→ **Görev koşulları**:
a - Orman yangınları metninde konuşmacı, Kılıçdaroğlu'na orman yangınlarını nereden bildiğini neden soruyor? Metnin bu soruya dayanak olarak gösterdiği sözü bir ila üç cümleyle açıklayın.
b - Orman yangınları metninden "119 eş zamanlı" ifadesinden başlayıp "yerinden söküp almaktır." ifadesine kadar, bu ifade de dahil olmak üzere bölümü aynen çıkarın.

→ **Sayfa alıntısı**:
119 eş zamanlı yangın çıkmıştı. Günlerce yüreklerimiz ağızlarımızda korkunç sahnelere maruz kalmıştır. Binlerce hektarlık orman alanımız cayır cayır yanmıştı. Ormana düşmanlık iblise hizmetkarlıktır. Ormanları yakmak, ormanı yok etmek veya daraltmak amacıyla işlenen suçların af kapsamına alınmayacağını da çok net bir şekilde kural altına alınmıştır. İdam cezasını tartışmalarını çok yararlı gördüğümü, bir kanun teklifi gelirse seve seve destek olacağımızı açık seçik beyan ve ifade ediyorum. Kadın cinayetlerini ve terör suçlarını da kapsayacak bir genişlikte olmasını bekliyorum. Üzerimize ne düşerse yerine getirmeye de hazır olduğumuzu açıklıyorum. Su katılmamış barbarlara hareketsiz ve sessiz kalamayız. Adalet bir nimeti yerine koymak zulüm ise yerinden söküp almaktır.
"SAYIN KILIÇDAROĞLU ORMAN YANGINLARINI NEREDEN BİLİYORSUN?"
Her canlının hakkını gözeten Türk İslam Medeniyeti'nin en önemli değeri adalettir. CHP'nin bu adalet kavrayışından haberi yoktur. Bunların kalpleri taşlaşmış, vicdanları buzlanmıştır. Devlet bütün imkanlarını seferber etmişken Kılıçdaroğlu da husumet seferine çıkmıştır. Tarım ve Orman Bakanımızın kamuoyunu bilgilendirerek yalana direnmesi, İçişleri Bakanımızın çalışmaları bize göre takdire şayandır. 15 uçak, 46 helikopter 12 bin 400 ton suyu alevlerin içine boşaltırken Kılıçdaroğlu durduğu yerde ateşleniyor, adeta neden daha fazla yangın çıkmıyor diye hayıflanıyordu. Kılıçdaroğlu yine çamura yattın, yine sınıfta kaldın, yine su kaynattın. Zillet ittifakının yakasına bu kir yapışmıştır. Kılıçdaroğlu dil sürçmesinden midir yoksa karanlık bir malumattan dolayı mıdır bilinmez, orman yangınını herkes biliyordu demişti. Sayın Kılıçdaroğlu orman yangınlarını nereden biliyorsun? Türkiye orman yangınına mahkum kalmışken, hükümeti kast ederek milletin başına bela olduğu diyen Kılıçdaroğlu öfkesinin kurbanı olmuştur. Sana adil demek, sana milletini ve vatanını seviyor demek hakikate en ağır bühtandır. Türk milleti zemzem diye sunulan zehri açma içmeyecek, demokratik duruşunu 2023 yılının Haziran ayında yapacaktır. Zillet ittifakı unutmasın ki yanlış hesap sayımdan döner.

Bir veri kaynağından alınan öğeler:
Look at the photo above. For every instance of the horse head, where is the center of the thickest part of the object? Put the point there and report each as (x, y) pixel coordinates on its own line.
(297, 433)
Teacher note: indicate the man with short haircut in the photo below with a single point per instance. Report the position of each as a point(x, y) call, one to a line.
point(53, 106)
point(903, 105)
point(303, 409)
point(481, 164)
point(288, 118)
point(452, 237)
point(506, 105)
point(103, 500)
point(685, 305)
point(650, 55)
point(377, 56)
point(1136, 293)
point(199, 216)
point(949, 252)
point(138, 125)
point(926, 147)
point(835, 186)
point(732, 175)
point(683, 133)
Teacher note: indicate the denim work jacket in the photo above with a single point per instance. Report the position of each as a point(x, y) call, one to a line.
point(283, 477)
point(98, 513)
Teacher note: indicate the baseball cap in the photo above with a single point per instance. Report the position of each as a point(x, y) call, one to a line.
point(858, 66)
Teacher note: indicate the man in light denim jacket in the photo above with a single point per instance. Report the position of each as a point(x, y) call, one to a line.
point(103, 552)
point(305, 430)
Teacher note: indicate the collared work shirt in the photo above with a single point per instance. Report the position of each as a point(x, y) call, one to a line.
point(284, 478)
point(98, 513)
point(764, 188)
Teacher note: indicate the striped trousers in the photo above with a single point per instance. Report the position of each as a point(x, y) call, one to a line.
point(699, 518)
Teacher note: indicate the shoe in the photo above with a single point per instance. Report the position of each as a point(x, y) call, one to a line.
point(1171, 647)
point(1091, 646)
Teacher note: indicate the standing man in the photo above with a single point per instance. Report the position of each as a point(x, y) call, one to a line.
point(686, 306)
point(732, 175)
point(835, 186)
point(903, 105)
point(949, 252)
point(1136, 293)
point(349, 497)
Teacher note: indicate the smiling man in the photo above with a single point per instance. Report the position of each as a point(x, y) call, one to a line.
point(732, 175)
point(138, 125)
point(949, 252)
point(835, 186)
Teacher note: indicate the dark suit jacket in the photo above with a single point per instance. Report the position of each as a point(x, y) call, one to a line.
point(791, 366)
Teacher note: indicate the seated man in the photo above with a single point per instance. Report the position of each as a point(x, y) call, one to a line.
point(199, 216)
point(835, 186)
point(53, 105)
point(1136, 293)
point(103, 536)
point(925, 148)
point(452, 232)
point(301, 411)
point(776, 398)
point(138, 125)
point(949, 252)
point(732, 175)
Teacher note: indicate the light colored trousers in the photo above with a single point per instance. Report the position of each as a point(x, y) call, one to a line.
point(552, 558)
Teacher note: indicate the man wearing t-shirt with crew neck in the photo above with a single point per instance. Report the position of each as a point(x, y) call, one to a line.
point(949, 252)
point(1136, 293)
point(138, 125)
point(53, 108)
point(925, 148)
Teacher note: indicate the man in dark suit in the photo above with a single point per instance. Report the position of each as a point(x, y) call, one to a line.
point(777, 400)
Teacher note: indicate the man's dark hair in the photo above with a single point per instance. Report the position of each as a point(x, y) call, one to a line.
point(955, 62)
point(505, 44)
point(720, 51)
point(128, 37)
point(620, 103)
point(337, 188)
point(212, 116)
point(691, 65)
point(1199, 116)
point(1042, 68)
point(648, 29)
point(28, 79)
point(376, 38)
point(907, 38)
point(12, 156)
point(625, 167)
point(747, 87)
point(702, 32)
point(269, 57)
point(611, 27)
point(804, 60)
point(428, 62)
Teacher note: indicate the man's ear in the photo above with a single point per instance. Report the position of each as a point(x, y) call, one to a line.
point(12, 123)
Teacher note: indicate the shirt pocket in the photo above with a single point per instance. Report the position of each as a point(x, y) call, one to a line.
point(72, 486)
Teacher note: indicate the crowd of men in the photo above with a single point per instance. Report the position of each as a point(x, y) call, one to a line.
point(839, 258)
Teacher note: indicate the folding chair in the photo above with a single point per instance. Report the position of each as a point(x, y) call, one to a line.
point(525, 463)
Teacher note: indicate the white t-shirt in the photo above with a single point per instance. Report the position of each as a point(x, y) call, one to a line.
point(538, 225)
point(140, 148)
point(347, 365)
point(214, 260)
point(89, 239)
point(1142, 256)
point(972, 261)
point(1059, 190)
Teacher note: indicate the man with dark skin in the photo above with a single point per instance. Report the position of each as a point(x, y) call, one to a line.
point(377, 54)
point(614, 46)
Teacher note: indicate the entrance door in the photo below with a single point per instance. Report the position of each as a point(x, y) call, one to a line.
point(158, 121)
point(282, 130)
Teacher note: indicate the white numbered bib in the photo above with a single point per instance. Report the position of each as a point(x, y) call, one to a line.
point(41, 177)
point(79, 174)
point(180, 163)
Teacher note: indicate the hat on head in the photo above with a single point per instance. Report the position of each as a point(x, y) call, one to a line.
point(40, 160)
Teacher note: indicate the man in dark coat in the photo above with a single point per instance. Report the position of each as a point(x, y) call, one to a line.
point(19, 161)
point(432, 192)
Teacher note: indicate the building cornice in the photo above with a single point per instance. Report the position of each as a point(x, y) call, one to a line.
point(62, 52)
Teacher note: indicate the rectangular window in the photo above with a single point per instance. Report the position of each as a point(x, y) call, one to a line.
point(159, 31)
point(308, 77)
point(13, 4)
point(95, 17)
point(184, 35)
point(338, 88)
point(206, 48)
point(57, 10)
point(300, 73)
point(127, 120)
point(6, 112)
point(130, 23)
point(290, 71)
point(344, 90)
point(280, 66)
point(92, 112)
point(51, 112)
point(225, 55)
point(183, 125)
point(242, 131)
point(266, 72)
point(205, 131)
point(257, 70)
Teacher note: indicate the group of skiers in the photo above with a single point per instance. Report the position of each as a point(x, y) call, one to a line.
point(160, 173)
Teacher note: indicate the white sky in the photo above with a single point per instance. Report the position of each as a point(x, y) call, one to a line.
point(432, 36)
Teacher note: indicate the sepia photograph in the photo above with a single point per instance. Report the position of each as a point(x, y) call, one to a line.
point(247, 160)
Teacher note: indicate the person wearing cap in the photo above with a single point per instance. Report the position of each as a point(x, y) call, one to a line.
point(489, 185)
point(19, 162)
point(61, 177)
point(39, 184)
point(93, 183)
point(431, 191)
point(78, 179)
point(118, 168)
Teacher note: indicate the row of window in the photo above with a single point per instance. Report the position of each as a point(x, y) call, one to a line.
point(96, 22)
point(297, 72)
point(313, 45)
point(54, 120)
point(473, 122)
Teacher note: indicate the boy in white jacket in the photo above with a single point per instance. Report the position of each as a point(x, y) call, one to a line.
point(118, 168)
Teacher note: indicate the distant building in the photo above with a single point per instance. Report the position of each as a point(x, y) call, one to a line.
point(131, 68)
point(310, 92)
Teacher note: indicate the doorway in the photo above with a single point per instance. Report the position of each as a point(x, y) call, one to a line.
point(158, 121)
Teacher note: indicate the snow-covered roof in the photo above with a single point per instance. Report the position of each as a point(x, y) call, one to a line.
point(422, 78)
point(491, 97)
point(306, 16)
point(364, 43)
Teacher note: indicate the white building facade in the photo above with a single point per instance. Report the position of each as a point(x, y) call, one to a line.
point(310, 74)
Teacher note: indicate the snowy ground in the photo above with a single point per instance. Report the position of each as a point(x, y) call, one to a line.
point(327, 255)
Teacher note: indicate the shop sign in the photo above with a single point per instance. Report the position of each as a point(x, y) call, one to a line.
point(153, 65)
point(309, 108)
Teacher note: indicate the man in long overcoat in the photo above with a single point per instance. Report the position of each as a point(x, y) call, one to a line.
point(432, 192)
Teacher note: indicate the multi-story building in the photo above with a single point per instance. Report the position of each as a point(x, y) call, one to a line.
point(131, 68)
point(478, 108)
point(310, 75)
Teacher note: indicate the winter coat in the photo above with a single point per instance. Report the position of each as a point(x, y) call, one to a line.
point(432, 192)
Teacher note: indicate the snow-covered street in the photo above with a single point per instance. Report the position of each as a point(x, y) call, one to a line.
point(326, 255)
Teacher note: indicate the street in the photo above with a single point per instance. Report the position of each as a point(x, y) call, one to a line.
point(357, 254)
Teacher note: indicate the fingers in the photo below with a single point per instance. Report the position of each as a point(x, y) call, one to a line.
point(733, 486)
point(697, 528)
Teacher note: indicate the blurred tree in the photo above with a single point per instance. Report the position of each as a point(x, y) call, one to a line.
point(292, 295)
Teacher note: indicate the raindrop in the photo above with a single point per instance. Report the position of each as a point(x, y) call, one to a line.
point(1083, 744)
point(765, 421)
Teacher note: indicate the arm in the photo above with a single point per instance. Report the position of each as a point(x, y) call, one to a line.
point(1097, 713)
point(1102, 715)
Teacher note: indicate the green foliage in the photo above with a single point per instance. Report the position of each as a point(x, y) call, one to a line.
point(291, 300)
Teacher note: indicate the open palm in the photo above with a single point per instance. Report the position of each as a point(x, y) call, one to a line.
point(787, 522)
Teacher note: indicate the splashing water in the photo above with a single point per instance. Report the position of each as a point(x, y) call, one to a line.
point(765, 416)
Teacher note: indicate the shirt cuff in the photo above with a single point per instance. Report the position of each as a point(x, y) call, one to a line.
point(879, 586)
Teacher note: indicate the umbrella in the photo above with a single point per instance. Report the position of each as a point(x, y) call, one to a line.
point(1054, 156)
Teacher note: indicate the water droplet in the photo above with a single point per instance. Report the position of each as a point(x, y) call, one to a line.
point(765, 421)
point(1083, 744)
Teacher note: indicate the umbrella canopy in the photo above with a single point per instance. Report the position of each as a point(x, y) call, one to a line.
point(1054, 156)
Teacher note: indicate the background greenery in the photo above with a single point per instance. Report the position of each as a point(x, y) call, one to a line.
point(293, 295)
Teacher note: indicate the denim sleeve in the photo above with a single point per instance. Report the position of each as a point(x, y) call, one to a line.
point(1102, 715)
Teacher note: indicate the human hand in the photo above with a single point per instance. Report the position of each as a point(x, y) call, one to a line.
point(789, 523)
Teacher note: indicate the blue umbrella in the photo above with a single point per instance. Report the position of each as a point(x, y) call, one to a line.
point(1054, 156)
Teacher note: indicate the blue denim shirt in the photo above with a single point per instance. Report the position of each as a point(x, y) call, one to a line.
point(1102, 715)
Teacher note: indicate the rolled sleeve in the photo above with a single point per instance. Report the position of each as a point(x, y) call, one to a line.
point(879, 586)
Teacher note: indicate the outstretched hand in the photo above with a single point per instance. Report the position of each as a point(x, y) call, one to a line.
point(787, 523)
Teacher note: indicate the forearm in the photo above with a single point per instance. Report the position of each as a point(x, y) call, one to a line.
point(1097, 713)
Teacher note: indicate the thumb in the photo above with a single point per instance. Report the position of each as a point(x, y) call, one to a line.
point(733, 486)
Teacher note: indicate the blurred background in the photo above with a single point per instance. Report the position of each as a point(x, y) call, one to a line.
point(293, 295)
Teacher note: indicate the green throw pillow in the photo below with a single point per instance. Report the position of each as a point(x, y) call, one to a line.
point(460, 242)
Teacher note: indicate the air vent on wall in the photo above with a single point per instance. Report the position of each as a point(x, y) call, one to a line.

→ **Verilen yanıtlar**:
a - Metne göre Kılıçdaroğlu "orman yangınını herkes biliyordu" demişti. Konuşmacı, bu sözün dil sürçmesinden mi yoksa karanlık bir malumattan mı kaynaklandığının bilinmediğini belirtiyor. Bu nedenle yangınları nereden bildiğini soruyor.

b -
119 eş zamanlı yangın çıkmıştı. Günlerce yüreklerimiz ağızlarımızda korkunç sahnelere maruz kalmıştır. Binlerce hektarlık orman alanımız cayır cayır yanmıştı. Ormana düşmanlık iblise hizmetkarlıktır. Ormanları yakmak, ormanı yok etmek veya daraltmak amacıyla işlenen suçların af kapsamına alınmayacağını da çok net bir şekilde kural altına alınmıştır. İdam cezasını tartışmalarını çok yararlı gördüğümü, bir kanun teklifi gelirse seve seve destek olacağımızı açık seçik beyan ve ifade ediyorum. Kadın cinayetlerini ve terör suçlarını da kapsayacak bir genişlikte olmasını bekliyorum. Üzerimize ne düşerse yerine getirmeye de hazır olduğumuzu açıklıyorum. Su katılmamış barbarlara hareketsiz ve sessiz kalamayız. Adalet bir nimeti yerine koymak zulüm ise yerinden söküp almaktır.